Work to complete: This exercise calls for retyping every line below exactly, with the images omitted.

Material to process:
Content starts

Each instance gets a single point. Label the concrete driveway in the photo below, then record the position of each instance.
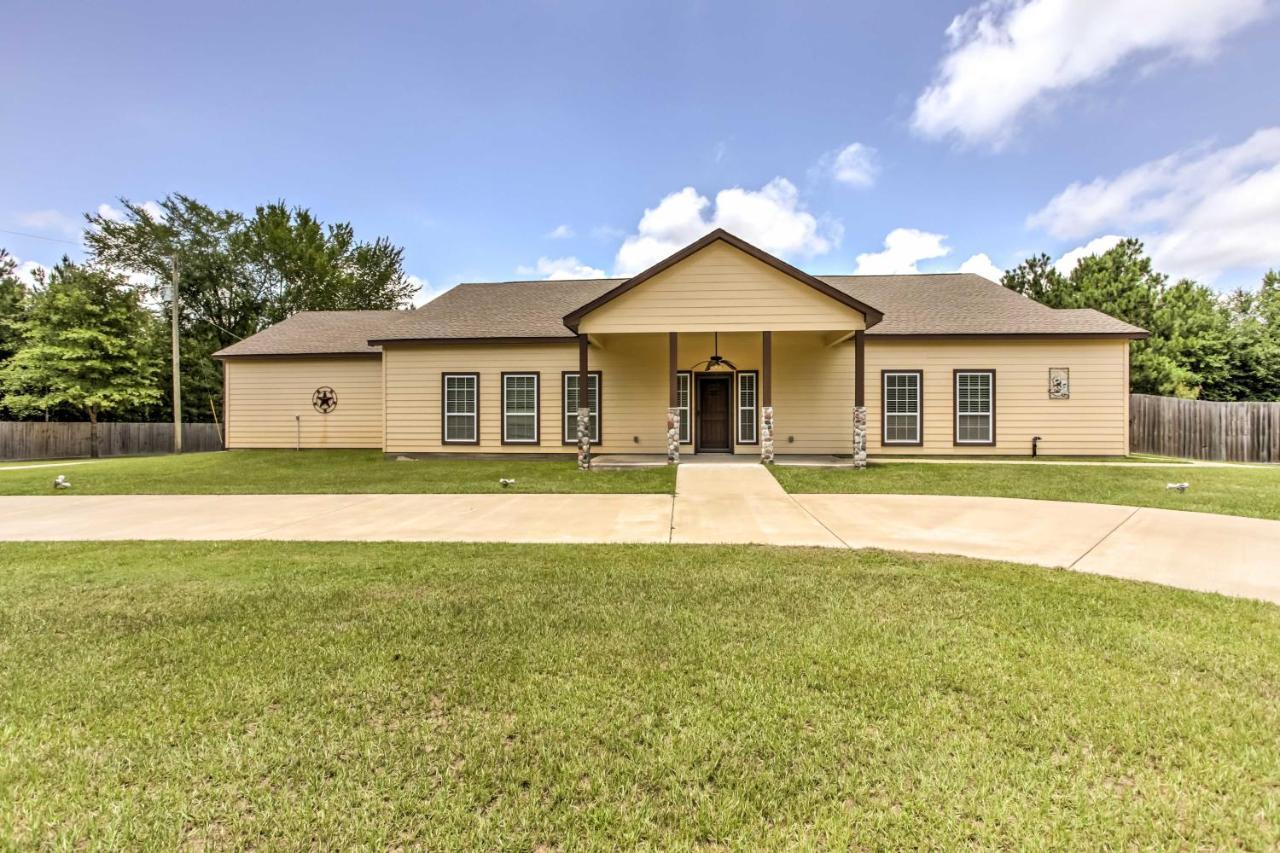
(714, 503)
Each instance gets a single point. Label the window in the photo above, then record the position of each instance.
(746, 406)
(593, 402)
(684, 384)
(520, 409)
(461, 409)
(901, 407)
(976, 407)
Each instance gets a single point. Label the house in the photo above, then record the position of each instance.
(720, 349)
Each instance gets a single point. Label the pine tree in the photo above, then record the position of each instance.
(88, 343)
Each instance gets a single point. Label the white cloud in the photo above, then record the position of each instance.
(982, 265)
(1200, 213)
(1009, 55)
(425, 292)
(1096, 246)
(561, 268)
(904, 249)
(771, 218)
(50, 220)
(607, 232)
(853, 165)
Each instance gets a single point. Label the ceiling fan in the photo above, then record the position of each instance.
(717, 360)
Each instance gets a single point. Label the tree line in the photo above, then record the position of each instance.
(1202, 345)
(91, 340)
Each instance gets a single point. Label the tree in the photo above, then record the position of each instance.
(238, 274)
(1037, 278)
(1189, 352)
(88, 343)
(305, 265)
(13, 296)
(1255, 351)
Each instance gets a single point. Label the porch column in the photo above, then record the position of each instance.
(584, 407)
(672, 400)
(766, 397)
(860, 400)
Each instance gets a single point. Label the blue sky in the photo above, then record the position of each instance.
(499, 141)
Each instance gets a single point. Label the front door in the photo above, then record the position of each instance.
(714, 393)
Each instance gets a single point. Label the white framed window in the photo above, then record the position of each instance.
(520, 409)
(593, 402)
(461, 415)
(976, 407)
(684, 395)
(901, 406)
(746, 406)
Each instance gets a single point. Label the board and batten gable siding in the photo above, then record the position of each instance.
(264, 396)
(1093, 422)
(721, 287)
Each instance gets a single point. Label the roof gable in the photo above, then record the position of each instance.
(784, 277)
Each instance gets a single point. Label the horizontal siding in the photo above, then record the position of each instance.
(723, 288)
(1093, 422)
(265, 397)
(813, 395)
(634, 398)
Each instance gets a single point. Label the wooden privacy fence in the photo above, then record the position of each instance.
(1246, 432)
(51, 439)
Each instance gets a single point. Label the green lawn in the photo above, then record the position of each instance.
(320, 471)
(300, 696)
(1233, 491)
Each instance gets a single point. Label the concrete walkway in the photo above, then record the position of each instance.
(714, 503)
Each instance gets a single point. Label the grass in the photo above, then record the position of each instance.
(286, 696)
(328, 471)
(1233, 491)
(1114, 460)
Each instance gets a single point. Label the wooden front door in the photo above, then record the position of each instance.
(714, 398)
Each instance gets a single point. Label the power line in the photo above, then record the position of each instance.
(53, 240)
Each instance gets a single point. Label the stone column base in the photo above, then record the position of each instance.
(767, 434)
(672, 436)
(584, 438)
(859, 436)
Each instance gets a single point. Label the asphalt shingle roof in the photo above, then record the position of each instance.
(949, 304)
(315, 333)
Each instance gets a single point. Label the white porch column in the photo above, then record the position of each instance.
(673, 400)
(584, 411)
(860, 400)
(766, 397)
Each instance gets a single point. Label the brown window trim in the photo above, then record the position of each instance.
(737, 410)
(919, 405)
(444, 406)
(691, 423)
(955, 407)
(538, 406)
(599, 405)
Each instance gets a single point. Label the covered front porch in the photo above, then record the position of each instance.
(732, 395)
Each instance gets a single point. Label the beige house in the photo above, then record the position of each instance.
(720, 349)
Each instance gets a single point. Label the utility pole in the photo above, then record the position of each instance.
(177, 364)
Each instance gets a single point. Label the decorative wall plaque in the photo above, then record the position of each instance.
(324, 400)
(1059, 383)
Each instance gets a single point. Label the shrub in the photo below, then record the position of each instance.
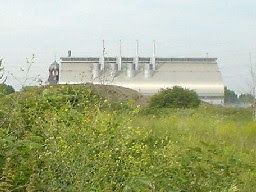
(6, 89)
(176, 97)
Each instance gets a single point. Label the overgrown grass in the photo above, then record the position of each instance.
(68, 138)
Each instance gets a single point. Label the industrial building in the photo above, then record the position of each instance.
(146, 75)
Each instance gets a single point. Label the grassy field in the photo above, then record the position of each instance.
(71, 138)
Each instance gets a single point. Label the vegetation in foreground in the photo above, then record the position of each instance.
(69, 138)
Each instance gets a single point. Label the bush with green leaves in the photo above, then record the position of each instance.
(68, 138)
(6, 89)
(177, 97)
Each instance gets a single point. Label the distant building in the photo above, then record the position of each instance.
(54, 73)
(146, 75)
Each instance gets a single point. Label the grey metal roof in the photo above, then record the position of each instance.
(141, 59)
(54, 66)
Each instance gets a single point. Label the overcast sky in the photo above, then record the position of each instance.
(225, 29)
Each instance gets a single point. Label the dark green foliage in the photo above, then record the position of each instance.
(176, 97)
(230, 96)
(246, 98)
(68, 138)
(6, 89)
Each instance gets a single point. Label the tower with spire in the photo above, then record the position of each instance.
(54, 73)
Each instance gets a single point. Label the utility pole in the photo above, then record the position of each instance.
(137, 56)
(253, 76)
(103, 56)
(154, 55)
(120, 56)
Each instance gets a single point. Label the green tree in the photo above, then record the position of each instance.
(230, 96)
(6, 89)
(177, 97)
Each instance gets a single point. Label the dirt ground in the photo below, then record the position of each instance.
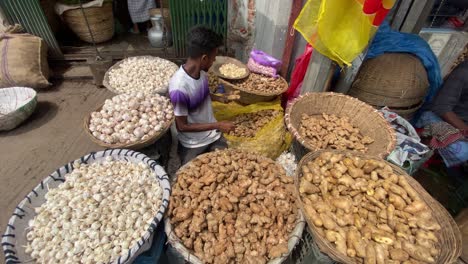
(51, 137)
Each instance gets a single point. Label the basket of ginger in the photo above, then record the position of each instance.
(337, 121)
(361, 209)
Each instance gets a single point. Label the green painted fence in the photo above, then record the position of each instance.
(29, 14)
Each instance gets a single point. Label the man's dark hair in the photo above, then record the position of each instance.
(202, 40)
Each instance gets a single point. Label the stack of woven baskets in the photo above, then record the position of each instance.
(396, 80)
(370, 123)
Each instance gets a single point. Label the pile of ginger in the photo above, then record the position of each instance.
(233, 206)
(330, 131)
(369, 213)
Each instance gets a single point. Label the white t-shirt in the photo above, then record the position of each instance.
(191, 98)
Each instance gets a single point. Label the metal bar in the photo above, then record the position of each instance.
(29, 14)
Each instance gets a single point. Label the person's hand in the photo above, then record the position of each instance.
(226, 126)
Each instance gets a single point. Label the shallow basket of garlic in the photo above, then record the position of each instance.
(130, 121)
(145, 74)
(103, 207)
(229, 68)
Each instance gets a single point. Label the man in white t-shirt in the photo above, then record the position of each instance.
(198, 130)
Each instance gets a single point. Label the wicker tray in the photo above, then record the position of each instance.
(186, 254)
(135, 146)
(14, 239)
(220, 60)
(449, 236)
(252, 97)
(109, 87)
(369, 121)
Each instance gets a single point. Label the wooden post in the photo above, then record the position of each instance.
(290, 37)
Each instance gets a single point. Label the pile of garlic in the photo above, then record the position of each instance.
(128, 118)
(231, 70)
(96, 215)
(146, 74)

Content ends

Solution to this exercise:
Each instance gets a single point. Label the concrete driveway in the photo below, then record the position of each instance.
(714, 503)
Each instance gets a single point. Label the window in the photo above, then record the position of each instance.
(746, 406)
(593, 402)
(684, 384)
(520, 409)
(461, 409)
(901, 407)
(976, 407)
Each instance gets a single point. Label the house in the photo above, then record the position of each instance.
(720, 349)
Each instance gets a single point. Label the pine tree in the photo above, then record the position of each instance.
(88, 343)
Each instance gets a single point. Label the white cloud in the photo above, then record the position of each instance.
(982, 265)
(1200, 213)
(1009, 55)
(425, 292)
(1096, 246)
(561, 268)
(904, 249)
(771, 218)
(50, 220)
(607, 232)
(853, 165)
Each instance gets a single point. Label the ceiling fan in the photo above, then record the position of each instance.
(717, 360)
Each instance gets a single point. Label the tree line in the photo above, then record the position of each instance.
(1202, 345)
(91, 340)
Each instance gets a single point. Label the tree in the photo above, then record the position of each instance.
(238, 274)
(1037, 278)
(1189, 352)
(88, 343)
(305, 265)
(13, 296)
(1255, 351)
Each instance gets a single point. Label the porch column in the photo above, then record the position of each instance.
(584, 407)
(672, 400)
(766, 397)
(860, 400)
Each instance gets a single point. Label the blue sky in the photo above, then record the position of each instance.
(499, 141)
Each instance gets a single point. Label the front door in the photo above, then record the position of each instance.
(714, 393)
Each instance gets a single point. Label the white framed window in the photo above, then record the position of each instance.
(520, 409)
(593, 402)
(461, 415)
(976, 407)
(684, 395)
(901, 406)
(746, 406)
Each instance gets a single point. Label the board and batten gable siding in the photo above, then record the position of each instance.
(264, 396)
(1093, 422)
(721, 287)
Each instance gets a single point. Label the roof gable in the photo above, then record the position of each instance.
(784, 277)
Each instance gets a single point. Label the horizontal siding in the photo above, then record the position of each instance.
(723, 288)
(1093, 422)
(265, 397)
(813, 395)
(634, 398)
Each instance gets a single point. Label the wooden privacy fence in the photo above, then record the position of each instance.
(1246, 432)
(51, 439)
Each instance gets a single point. Label the green lawn in the photo above, then record the position of each instance.
(320, 471)
(300, 696)
(1233, 491)
Each instance gets a single point. Label the concrete walkway in the photo above, then record the position of each instance.
(714, 503)
Each instance gets a single point. Label the grass in the photo above, then record the position of each instance.
(286, 696)
(328, 471)
(1233, 491)
(1114, 460)
Each instance gets a single point. Label the wooden front door in the photo above, then record the position of each instance.
(714, 398)
Each instance gets a single point. Label the power line in the photo above, then record the position of each instance.
(53, 240)
Each instance gets a single point. Label the stone column base in the photo above, then record the position of each instance.
(767, 434)
(672, 436)
(584, 438)
(859, 436)
Each instance gets a single point. Label the asphalt shingle roof in the photo above, then record the position of each instance.
(949, 304)
(315, 333)
Each instance gets a single point. Label the white porch column in the photo above, then record the position of each instance.
(673, 400)
(584, 411)
(860, 400)
(766, 397)
Each instance gets a single point. Label the brown window trim in the photo above, then record the position of each instance.
(737, 410)
(919, 405)
(444, 406)
(691, 423)
(955, 407)
(538, 406)
(599, 405)
Each instance gets a single point. Label the covered front porch in the photo above, then record the position of each instance.
(732, 395)
Each instance gets a single point. Label the beige house in the photo above, then record the position of each instance.
(720, 349)
Each instance gets a single point. Label the utility pole in the photo above, then record the position of each instance.
(177, 364)
Each instance gets a single point. Label the decorative wall plaque in the photo above, then record the position of each instance.
(324, 400)
(1059, 383)
Each instance gets a single point. Label the shrub in the photo below, then record the position of each instance.
(6, 89)
(176, 97)
Each instance gets a single point. Label the overgrown grass in the photo above, then record the position of each instance.
(68, 138)
Each instance gets a single point. Label the industrial building in the photo above, then record the position of each instance.
(146, 75)
Each instance gets a single point. Label the grassy field in the photo above, then record the position of each instance.
(71, 138)
Each instance gets a single point. Label the vegetation in foreground in the photo above, then record the position of each instance.
(69, 138)
Each instance gets a single point. Label the bush with green leaves in the photo above, then record the position of each instance.
(68, 138)
(6, 89)
(177, 97)
Each instance gets a single point. Label the distant building in the photo above, then record the position of each instance.
(54, 73)
(146, 75)
Each instance gets a single point. Label the grey metal roof in the photo above, then record the position of each instance.
(141, 59)
(54, 66)
Each instance gets a single point. Label the overcast sky in the photo above, then record the position of each instance.
(225, 29)
Each instance gets a single point. Label the dark green foliage in the photo above, then record the position of each instance.
(176, 97)
(230, 96)
(246, 98)
(68, 138)
(6, 89)
Each instance gets a single point. Label the tower with spire in the photo above, then record the position of each instance.
(54, 73)
Each instance gets a single point. Label the utility pole in the photo above, then record the position of each instance.
(137, 56)
(253, 76)
(103, 56)
(154, 55)
(120, 56)
Each instance gets a single point. Label the green tree in the photo above, then record the position of each instance.
(230, 96)
(6, 89)
(177, 97)
Each instance gets a single point. Label the dirt ground in the photo below, then record the position of each instance.
(51, 137)
Each instance gets a single point. Label the basket of ginger in the photo above, then record the position of each instance.
(337, 121)
(361, 209)
Each instance gets a single point. Label the green painted fence in the photo above, then record the position of each instance.
(29, 14)
Each instance gets a single point. Label the man's dark hair in the photo above, then record the position of each instance.
(202, 40)
Each instance gets a single point. Label the stack of woven baskets in the photo above, then record the position of each instance.
(396, 80)
(370, 123)
Each instance gets a single point. Label the pile of ginger in the photo above, then record the position of each instance.
(233, 206)
(330, 131)
(369, 213)
Each instance gets a single point. Label the white t-shirt in the photo above, then record the position of each instance.
(191, 98)
Each instance gets a single point. Label the metal bar in the photo above, then record the position of each instance.
(29, 14)
Each instance gets a single point. Label the person's hand in the photo above, then record the position of each instance.
(226, 126)
Each instance gets a single point. Label the shallow basket of garlic in the photo above, then record the position of each instance.
(130, 121)
(145, 74)
(103, 207)
(229, 68)
Each instance gets a single point. Label the man in white t-shirt in the photo above, then record the position of each instance.
(198, 130)
Each instance gets a single point. Label the wicker tray in the photo above, then record the position of each instance.
(186, 254)
(135, 146)
(14, 239)
(220, 60)
(449, 236)
(252, 97)
(109, 87)
(369, 121)
Each instance gets a single point. Label the wooden post in the photo above, then record the position of each instance.
(290, 37)
Each instance gets a single point. Label the pile of garlic in the photo above, then record the position of each instance.
(128, 118)
(231, 70)
(96, 215)
(146, 74)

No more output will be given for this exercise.